Please quote the following lines back word for word.
━━━ RECORD LIST
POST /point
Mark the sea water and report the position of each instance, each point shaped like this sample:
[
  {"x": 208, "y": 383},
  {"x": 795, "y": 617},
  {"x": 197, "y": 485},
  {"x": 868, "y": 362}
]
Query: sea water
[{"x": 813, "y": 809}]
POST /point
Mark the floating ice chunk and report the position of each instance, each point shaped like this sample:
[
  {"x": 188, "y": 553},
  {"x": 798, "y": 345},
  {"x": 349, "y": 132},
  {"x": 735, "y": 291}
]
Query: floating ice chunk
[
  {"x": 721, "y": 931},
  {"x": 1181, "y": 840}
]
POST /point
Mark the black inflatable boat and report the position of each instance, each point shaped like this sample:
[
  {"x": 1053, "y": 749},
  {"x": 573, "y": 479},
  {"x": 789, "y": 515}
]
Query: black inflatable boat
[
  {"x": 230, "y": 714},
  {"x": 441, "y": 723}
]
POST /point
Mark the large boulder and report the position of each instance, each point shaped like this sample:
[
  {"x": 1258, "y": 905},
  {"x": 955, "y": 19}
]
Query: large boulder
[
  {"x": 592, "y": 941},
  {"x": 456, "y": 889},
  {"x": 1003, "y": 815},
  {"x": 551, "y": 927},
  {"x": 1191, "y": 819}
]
━━━━━━
**EXPECTED ANSWER:**
POST /point
Mark the sea water and report the position of each instance, each point shaped like this sample:
[
  {"x": 208, "y": 383},
  {"x": 795, "y": 617},
  {"x": 197, "y": 485},
  {"x": 868, "y": 362}
]
Query: sea water
[{"x": 813, "y": 809}]
POST /point
Mark the floating ice chunk and report the position of each instance, each point shaped like this sample:
[
  {"x": 188, "y": 553},
  {"x": 798, "y": 345},
  {"x": 349, "y": 132},
  {"x": 735, "y": 291}
]
Query: floating ice chunk
[
  {"x": 721, "y": 931},
  {"x": 1181, "y": 840}
]
POST /point
Mark the black inflatable boat and report the position of each instance, each point shaped like this sample:
[
  {"x": 1053, "y": 749},
  {"x": 573, "y": 479},
  {"x": 789, "y": 515}
]
Query: black inflatable boat
[
  {"x": 230, "y": 714},
  {"x": 441, "y": 723}
]
POST /point
Mark the large boulder and report the position of each instance, each point shaped like this sample:
[
  {"x": 1258, "y": 905},
  {"x": 955, "y": 19}
]
Query: large boulder
[
  {"x": 592, "y": 941},
  {"x": 456, "y": 889},
  {"x": 1003, "y": 815},
  {"x": 551, "y": 927},
  {"x": 1191, "y": 819}
]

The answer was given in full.